Цель задания:
Оформите как список JSON из строк, по одной на каждую строку, фрагмент от строки с «Detection target: tarpaulin shelter» до строки с «32,114 -> 120,191», включая обе эти строки. Пустые строки в список не включайте.

Набор данных:
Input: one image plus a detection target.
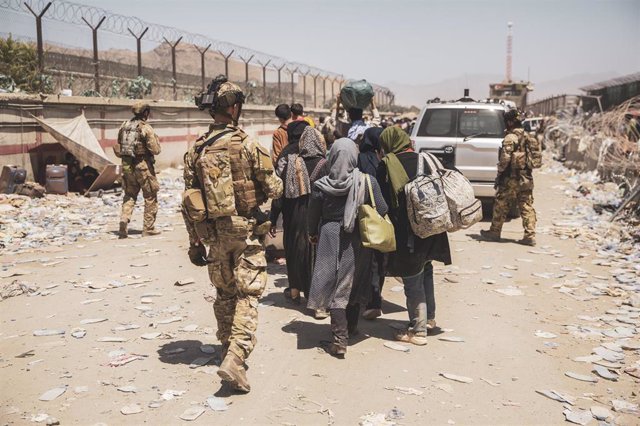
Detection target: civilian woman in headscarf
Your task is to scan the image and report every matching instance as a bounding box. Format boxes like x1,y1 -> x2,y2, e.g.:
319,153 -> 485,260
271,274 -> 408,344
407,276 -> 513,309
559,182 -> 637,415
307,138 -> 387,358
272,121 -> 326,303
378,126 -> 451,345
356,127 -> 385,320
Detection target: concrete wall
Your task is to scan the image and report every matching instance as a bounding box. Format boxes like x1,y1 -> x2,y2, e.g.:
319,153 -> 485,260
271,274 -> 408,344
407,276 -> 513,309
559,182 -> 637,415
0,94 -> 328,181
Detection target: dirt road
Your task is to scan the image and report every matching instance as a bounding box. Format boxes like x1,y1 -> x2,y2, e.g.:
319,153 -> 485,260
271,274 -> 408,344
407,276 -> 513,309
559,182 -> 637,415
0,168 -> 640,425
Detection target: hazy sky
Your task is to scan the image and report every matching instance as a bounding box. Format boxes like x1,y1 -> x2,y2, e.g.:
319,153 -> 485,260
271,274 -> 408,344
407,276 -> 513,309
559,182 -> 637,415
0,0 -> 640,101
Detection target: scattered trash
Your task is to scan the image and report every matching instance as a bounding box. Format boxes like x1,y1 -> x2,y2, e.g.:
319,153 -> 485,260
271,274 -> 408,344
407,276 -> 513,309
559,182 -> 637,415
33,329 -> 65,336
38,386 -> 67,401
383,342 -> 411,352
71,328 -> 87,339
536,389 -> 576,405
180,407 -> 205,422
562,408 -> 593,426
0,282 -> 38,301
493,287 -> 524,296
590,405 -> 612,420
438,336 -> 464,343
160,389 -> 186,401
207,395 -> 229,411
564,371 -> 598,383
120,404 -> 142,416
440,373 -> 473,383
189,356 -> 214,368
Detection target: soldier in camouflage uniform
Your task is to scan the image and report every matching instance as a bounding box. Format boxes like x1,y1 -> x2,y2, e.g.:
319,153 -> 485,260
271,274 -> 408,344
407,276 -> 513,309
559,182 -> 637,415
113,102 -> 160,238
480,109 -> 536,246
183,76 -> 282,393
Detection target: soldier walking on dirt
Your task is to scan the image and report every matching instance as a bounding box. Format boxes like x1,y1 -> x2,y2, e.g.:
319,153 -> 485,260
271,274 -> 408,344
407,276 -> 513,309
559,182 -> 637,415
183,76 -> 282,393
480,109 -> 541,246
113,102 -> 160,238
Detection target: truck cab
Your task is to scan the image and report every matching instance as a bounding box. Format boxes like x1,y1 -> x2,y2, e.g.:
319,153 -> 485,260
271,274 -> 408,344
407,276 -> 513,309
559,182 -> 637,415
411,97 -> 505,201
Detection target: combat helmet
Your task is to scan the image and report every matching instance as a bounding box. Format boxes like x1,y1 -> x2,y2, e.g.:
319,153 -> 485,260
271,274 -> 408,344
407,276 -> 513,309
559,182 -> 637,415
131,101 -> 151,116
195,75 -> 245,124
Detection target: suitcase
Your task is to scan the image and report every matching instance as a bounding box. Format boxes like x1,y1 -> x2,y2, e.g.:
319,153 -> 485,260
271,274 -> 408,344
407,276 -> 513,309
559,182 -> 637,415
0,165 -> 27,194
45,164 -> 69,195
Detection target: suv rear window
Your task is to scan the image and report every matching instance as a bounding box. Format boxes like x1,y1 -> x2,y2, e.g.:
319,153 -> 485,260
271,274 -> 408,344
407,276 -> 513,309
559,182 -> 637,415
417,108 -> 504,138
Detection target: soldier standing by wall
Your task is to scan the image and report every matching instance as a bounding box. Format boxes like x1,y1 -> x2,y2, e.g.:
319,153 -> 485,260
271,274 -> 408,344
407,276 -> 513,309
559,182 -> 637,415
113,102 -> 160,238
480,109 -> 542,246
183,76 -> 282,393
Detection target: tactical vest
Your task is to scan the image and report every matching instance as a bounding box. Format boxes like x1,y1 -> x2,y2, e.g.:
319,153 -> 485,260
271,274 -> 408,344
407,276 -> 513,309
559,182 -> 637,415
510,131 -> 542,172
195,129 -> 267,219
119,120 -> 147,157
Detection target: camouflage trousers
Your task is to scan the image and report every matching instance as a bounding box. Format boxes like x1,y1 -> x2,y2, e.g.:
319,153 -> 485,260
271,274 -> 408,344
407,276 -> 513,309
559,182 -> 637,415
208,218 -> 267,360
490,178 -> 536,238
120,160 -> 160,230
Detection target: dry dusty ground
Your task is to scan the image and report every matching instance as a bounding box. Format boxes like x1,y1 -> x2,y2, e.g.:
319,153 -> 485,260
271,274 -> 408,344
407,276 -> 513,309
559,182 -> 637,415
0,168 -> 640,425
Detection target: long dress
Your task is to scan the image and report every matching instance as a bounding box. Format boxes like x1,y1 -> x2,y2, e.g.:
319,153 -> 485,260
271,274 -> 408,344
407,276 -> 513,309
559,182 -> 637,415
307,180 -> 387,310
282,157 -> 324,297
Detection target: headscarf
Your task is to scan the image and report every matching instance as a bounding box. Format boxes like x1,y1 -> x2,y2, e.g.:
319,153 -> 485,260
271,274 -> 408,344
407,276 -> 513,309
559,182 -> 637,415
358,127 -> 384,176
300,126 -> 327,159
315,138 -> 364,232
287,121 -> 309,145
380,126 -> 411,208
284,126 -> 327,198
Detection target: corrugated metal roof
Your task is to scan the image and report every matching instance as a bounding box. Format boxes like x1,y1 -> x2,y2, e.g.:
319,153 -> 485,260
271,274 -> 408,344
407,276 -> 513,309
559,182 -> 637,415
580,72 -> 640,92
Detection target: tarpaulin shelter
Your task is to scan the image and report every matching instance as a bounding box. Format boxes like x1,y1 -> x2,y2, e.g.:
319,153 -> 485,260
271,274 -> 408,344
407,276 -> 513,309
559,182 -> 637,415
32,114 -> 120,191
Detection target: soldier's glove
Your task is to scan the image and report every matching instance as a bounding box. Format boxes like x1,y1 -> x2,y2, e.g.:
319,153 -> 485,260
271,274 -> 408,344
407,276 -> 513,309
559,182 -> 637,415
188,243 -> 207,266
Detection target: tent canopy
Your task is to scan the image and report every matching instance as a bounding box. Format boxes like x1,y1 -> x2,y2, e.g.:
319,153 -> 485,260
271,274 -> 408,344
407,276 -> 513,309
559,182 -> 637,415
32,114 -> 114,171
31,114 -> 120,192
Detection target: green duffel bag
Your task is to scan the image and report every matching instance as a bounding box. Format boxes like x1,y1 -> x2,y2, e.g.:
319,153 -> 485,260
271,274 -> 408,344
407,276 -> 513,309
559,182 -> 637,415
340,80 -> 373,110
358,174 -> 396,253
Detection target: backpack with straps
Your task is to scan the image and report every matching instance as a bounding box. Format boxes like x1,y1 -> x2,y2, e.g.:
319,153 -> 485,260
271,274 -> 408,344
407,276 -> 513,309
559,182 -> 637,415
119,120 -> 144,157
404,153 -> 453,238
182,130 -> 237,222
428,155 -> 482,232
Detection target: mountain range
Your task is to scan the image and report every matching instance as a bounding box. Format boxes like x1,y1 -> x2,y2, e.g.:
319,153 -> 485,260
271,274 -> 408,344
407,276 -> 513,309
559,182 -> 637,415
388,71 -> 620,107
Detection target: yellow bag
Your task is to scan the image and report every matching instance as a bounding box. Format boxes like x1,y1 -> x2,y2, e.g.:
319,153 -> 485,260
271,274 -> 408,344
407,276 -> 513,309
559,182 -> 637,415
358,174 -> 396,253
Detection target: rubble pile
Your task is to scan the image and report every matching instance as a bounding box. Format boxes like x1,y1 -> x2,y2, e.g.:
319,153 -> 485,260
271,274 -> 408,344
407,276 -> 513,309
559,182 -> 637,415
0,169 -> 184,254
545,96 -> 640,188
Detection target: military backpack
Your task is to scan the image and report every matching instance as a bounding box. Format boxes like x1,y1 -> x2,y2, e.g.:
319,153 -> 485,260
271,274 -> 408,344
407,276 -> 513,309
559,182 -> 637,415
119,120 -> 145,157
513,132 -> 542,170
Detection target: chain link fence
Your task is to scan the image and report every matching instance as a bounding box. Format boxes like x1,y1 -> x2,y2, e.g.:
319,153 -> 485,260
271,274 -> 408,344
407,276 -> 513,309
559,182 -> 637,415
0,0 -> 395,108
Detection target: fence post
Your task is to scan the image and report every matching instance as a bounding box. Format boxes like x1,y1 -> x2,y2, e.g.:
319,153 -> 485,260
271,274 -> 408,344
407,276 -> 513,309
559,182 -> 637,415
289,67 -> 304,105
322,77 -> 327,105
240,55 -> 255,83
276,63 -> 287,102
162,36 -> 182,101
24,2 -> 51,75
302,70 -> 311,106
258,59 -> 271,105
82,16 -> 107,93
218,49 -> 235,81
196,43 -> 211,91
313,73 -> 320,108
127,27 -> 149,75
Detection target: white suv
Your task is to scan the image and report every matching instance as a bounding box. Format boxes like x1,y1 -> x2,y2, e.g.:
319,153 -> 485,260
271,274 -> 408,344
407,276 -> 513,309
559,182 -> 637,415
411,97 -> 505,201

Результат ниже:
[
  "Detection target: tarpaulin shelter",
  "Your task is to scan the image and report every matching instance as a bounding box. Format boxes like x1,y1 -> x2,y2, e.g.:",
  "319,153 -> 485,260",
  "271,274 -> 408,344",
  "407,276 -> 513,309",
  "559,182 -> 637,415",
  "32,114 -> 120,191"
]